Tasks to carry out:
a: Please list the three things that the electric skateboard text says Altered/Exkate boards are not known for.
b: According to the electric skateboard text, how much did the board the team used weigh stock?
c: Write the next part of the electric skateboard text, picking up after its last sentence.

Text block:

Altered/Exkate electric skateboards/longboards are not known for their turning radius (it's HUGE), their weight (the one we used was 48 pounds stock!), nor their performance (1, yes ONE, wheel drive). In fact, about the only thing they are known for is being one of the first companies to produce electric skateboards/longboards. So we decided to make it better. The further we went, the more we realized we could have started with a deck and built up; thus, I will endeavor to make this Instructable useful to both types of builders.
CIM motors have been without a cheap, easy, and compact gear-reduction drive-train since their beginning. Now the wait is over. Read on!
The team was part of MIT's Edgerton Center Summer 2010 Engineering and Design Class, a month-long class where high school students learn and apply real-world engineering skills to various projects.

Records provided:
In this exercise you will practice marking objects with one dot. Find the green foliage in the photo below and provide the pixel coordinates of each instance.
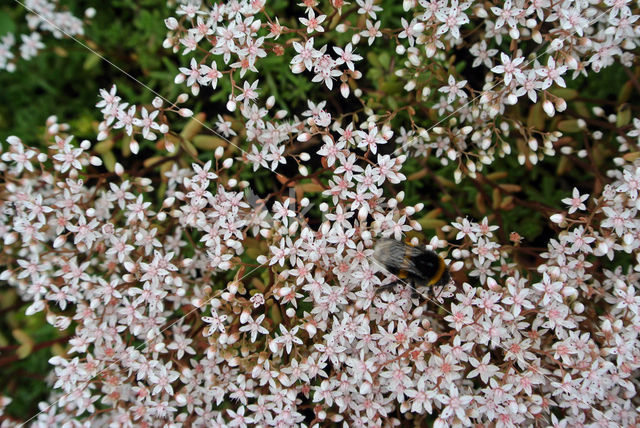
(65, 80)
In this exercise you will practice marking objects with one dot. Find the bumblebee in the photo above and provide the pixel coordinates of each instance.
(417, 266)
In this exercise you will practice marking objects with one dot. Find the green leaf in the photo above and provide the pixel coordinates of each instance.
(6, 24)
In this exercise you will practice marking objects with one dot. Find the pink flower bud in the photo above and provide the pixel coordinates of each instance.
(548, 108)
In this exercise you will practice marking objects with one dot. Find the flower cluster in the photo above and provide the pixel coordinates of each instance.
(43, 16)
(193, 301)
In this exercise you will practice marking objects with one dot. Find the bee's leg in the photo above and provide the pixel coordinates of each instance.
(387, 287)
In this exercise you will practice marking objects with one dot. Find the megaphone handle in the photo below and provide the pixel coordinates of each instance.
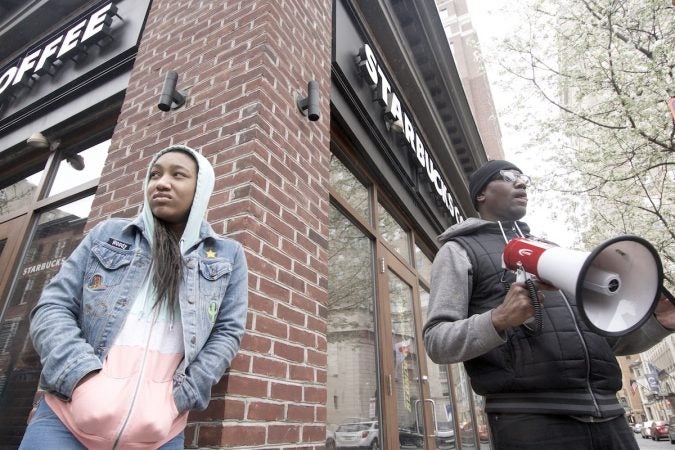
(668, 295)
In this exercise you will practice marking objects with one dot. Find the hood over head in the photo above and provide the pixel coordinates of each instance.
(200, 202)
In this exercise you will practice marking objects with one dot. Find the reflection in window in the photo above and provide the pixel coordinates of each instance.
(57, 234)
(406, 370)
(422, 264)
(481, 422)
(19, 194)
(349, 188)
(352, 358)
(79, 168)
(439, 392)
(463, 394)
(393, 233)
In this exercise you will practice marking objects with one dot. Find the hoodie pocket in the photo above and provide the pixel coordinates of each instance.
(153, 415)
(99, 405)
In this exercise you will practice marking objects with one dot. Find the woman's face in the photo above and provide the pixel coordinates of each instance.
(171, 188)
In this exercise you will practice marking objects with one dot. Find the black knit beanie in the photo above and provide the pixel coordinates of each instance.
(481, 177)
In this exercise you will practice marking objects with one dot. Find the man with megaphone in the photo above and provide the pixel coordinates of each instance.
(549, 383)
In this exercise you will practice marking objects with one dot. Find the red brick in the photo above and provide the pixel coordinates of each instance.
(290, 315)
(289, 352)
(231, 436)
(284, 391)
(314, 395)
(269, 367)
(265, 411)
(220, 409)
(313, 433)
(283, 434)
(300, 413)
(247, 386)
(274, 290)
(265, 325)
(256, 343)
(301, 373)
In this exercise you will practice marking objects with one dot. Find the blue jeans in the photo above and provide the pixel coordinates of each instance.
(46, 431)
(553, 432)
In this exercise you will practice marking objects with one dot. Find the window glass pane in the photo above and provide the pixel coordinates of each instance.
(439, 390)
(57, 234)
(352, 360)
(406, 378)
(422, 264)
(20, 194)
(349, 188)
(463, 395)
(77, 169)
(481, 422)
(394, 233)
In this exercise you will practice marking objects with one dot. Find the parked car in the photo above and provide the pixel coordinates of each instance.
(445, 435)
(646, 431)
(658, 430)
(671, 429)
(363, 434)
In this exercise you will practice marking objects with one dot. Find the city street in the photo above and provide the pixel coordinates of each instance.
(648, 444)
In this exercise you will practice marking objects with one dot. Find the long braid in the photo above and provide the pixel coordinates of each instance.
(167, 266)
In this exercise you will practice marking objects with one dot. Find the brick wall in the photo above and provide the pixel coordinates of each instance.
(241, 63)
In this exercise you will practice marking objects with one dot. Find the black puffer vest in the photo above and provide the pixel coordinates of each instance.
(566, 369)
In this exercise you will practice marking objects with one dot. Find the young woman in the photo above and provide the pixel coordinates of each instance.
(142, 319)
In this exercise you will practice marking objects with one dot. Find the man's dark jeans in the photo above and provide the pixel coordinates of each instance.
(552, 432)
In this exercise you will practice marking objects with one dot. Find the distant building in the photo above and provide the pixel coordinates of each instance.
(464, 46)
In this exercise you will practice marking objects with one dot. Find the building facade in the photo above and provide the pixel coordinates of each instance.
(338, 215)
(461, 34)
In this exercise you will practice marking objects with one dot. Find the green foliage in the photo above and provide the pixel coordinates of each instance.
(607, 68)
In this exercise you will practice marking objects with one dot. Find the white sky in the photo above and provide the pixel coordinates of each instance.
(492, 26)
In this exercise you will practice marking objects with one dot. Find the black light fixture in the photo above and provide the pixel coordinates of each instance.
(40, 141)
(170, 97)
(309, 106)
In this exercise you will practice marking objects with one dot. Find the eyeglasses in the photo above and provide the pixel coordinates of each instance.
(510, 177)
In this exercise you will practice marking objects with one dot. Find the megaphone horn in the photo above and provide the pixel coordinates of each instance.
(617, 285)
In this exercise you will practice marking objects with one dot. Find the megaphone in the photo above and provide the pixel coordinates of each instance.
(617, 285)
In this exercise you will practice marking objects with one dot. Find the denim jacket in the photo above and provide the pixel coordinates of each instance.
(77, 318)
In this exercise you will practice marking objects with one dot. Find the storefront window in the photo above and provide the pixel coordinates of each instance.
(394, 233)
(481, 422)
(406, 380)
(440, 392)
(349, 188)
(463, 393)
(57, 234)
(352, 356)
(422, 264)
(76, 169)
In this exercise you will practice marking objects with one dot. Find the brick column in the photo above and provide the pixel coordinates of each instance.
(241, 63)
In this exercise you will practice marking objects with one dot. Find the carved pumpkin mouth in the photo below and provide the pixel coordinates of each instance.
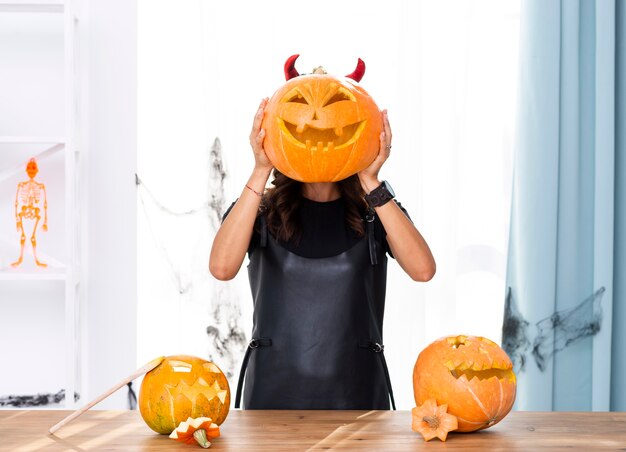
(479, 366)
(310, 137)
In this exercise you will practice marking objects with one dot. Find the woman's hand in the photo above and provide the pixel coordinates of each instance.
(256, 139)
(369, 176)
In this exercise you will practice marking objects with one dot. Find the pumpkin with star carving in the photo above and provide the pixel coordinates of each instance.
(183, 387)
(472, 375)
(321, 128)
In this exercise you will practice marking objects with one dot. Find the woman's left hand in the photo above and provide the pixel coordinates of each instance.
(369, 176)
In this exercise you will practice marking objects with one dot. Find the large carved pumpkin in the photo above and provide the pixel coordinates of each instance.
(321, 128)
(182, 387)
(472, 375)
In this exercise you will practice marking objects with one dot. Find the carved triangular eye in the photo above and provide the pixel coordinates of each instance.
(338, 97)
(298, 99)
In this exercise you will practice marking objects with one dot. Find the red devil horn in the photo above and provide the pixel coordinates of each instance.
(290, 67)
(357, 75)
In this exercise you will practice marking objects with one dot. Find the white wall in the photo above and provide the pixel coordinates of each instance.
(31, 104)
(112, 226)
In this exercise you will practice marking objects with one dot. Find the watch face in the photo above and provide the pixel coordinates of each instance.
(389, 189)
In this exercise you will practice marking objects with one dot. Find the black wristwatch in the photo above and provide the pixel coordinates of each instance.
(380, 195)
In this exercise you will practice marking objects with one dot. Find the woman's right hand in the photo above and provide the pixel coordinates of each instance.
(256, 139)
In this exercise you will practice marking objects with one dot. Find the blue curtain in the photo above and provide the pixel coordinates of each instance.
(565, 319)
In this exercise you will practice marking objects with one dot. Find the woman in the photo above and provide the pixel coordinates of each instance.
(318, 275)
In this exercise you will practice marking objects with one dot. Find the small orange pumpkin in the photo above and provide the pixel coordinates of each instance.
(320, 128)
(471, 374)
(183, 387)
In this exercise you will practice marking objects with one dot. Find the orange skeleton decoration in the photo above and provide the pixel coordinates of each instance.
(28, 199)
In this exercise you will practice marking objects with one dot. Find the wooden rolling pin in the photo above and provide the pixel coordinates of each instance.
(142, 370)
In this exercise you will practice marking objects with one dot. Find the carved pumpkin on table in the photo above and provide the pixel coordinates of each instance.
(472, 375)
(321, 128)
(183, 387)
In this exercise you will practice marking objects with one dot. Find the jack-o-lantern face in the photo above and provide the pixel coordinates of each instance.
(182, 387)
(321, 128)
(473, 375)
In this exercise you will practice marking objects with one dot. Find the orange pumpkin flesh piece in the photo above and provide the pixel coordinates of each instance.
(196, 431)
(472, 375)
(183, 387)
(433, 421)
(320, 128)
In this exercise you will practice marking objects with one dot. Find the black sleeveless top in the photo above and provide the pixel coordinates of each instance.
(317, 339)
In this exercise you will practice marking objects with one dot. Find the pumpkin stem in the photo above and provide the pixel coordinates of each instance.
(200, 436)
(432, 421)
(290, 67)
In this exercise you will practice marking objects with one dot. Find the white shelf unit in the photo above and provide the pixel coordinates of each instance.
(67, 272)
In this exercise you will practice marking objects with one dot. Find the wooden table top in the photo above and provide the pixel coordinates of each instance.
(26, 430)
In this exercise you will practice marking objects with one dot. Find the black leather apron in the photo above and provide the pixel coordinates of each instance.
(317, 334)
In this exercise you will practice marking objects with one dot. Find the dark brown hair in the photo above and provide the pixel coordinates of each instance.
(281, 202)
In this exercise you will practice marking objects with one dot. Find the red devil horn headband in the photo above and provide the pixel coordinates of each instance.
(291, 72)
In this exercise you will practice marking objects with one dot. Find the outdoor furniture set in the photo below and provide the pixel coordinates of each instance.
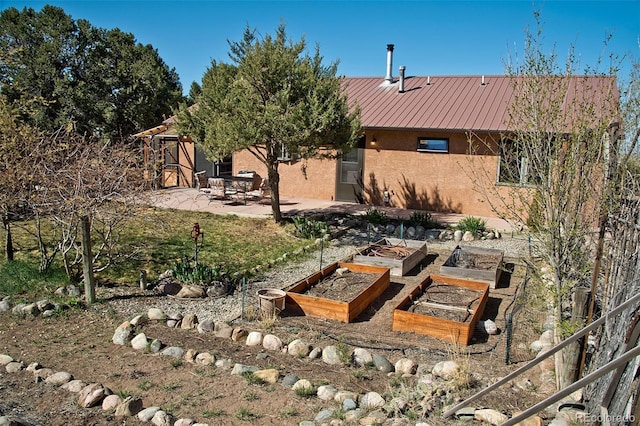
(246, 186)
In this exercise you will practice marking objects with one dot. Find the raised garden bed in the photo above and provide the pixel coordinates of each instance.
(446, 308)
(474, 263)
(399, 255)
(340, 291)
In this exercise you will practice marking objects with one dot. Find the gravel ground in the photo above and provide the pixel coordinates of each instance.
(130, 302)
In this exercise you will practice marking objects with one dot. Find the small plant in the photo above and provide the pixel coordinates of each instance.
(185, 272)
(472, 224)
(425, 220)
(309, 228)
(344, 353)
(249, 395)
(252, 379)
(124, 394)
(207, 414)
(461, 379)
(289, 412)
(359, 374)
(245, 415)
(170, 387)
(305, 391)
(145, 385)
(396, 382)
(375, 216)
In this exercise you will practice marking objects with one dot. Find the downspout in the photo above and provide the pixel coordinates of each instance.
(389, 78)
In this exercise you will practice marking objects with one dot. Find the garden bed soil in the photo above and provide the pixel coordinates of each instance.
(442, 307)
(340, 291)
(399, 255)
(79, 341)
(474, 263)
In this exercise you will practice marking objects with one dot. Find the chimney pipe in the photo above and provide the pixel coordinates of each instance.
(389, 77)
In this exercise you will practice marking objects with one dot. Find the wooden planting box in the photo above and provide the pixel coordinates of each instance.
(474, 263)
(399, 255)
(442, 307)
(340, 291)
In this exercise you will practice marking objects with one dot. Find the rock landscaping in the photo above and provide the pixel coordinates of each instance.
(194, 358)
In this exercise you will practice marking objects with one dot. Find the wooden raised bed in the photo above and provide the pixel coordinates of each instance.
(328, 306)
(399, 255)
(437, 325)
(474, 263)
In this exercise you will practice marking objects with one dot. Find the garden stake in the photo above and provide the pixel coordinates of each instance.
(195, 234)
(244, 291)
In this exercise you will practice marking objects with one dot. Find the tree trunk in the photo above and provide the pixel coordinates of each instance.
(274, 185)
(8, 243)
(87, 261)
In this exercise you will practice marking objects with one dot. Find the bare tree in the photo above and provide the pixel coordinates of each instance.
(553, 173)
(615, 397)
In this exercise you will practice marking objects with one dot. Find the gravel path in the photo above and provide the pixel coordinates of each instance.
(230, 307)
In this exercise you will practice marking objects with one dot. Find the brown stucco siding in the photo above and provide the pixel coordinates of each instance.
(424, 180)
(319, 182)
(417, 180)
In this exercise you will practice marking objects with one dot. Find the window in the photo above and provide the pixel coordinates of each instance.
(284, 154)
(433, 145)
(513, 167)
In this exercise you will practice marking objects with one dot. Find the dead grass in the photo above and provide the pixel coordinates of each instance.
(155, 239)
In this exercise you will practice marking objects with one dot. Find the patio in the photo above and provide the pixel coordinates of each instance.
(192, 199)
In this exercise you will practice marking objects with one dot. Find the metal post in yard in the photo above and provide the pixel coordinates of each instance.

Responses in order:
a: Turning radius, weight, and performance.

b: 48 pounds.

c:
Note: I'll apologize in advance for any bad quality photos.
Also Note: I am in no way affiliated with any of the companies mentioned in this Instructable.
Step 1: Parts and Tools
Option A: Rebuild an Exkate.
1) Proline 600 Exkate (It's not worth buying one for $600. Go to option B if you don't already have one)
2) Two CIM motors
3) Two of these planetary gearboxes .
4) Some ¼" aluminum plate. At least 12" x 12".
5) Some 2" Aluminum round. At least 2" in length.
6) Two timing belt gears. A good source for these is: http://www.sdp-si.com/
7) Two timing belts . (We used 400-5M)
8) Two ball bearings that have OD’s small enough to fit inside the timing belt gear hubs and have a 5/16" ID. McMaster has cheap ones.
9) Two MBS mountain-board trucks .
10) Four ¼" rubber shock absorption (soft) risers
11) Nine lithium polymer batteries. We used these wired in 3S3P for a total of 9S3P (~36V and 6600mAh). Read up on safety information before using LiPo's!!! They can explode if used improperly!
12) Nine electronic project boxes (used as battery boxes). Preferably plastic and as close to the size of your batteries as possible.
13) About 6 feet of 14+AWG wire.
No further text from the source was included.